Excerpts from segmentation records
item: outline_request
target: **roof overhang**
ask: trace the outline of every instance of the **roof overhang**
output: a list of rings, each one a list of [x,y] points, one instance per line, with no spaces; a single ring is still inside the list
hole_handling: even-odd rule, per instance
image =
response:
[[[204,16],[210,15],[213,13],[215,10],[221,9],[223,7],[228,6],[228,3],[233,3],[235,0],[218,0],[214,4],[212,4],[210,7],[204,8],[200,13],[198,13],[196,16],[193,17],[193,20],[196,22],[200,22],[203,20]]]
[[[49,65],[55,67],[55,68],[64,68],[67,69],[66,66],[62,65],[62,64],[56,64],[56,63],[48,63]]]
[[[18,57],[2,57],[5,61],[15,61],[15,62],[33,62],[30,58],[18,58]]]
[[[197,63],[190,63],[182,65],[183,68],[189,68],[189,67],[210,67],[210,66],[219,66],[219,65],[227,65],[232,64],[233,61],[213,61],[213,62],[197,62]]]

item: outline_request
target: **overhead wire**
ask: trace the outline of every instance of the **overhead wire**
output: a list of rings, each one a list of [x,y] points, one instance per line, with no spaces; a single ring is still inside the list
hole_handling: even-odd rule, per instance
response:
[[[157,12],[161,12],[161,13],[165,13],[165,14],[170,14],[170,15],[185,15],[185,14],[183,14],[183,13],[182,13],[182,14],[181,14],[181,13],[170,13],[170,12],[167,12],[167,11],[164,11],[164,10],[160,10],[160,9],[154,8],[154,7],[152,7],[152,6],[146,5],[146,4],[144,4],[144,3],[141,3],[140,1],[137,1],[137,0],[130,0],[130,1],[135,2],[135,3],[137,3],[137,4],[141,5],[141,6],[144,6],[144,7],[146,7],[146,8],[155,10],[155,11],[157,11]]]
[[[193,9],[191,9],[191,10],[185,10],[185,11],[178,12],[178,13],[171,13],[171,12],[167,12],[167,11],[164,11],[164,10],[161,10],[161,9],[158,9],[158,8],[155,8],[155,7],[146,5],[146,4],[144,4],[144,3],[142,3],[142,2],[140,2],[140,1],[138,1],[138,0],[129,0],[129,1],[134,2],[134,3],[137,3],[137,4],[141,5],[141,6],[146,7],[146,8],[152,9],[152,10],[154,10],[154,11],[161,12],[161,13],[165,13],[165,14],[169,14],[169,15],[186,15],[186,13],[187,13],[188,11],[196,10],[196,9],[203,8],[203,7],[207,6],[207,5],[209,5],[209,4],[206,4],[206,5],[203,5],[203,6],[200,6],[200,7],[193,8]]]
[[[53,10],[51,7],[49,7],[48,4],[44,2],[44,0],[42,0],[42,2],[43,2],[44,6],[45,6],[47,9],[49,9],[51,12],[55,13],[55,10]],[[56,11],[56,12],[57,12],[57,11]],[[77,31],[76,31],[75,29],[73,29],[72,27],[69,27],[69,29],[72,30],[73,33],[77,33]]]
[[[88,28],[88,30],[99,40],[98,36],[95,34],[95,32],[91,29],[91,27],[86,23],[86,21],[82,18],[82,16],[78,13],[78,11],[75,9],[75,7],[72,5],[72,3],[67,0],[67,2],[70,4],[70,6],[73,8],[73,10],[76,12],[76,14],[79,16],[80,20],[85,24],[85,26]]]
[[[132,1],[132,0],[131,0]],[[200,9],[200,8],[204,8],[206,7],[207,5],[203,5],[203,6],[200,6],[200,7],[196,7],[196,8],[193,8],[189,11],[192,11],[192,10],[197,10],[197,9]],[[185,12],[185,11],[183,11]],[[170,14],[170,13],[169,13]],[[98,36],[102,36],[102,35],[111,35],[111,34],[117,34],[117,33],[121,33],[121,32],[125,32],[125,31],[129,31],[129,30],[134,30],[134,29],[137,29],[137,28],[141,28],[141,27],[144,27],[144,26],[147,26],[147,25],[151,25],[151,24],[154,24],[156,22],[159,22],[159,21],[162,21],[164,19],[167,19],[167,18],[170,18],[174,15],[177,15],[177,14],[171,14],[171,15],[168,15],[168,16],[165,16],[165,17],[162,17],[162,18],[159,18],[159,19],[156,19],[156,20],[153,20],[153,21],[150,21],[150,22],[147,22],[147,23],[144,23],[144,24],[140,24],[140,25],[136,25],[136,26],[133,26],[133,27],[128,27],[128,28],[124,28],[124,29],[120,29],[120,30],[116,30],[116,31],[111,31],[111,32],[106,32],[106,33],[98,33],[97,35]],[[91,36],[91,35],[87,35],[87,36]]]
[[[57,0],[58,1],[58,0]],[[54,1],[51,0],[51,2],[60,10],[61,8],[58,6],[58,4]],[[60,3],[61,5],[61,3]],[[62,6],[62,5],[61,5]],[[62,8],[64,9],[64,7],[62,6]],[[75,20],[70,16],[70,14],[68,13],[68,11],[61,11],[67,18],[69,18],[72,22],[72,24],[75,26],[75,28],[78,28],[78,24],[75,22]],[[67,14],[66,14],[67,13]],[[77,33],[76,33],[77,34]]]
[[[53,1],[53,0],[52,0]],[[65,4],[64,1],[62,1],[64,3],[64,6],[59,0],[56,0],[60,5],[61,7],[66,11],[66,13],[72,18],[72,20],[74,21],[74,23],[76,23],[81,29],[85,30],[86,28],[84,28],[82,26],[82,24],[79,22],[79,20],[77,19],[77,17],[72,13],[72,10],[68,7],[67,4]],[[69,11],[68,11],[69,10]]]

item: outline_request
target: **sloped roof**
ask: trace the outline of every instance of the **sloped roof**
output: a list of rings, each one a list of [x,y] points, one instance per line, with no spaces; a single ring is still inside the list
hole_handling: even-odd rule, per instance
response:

(The exercise): Collect every line of the records that contains the word "roof".

(Answer to this exercise):
target: **roof overhang**
ask: trace the outline of every instance of the **roof overhang**
target: **sloped roof**
ask: trace the outline of every instance of the **sloped roof**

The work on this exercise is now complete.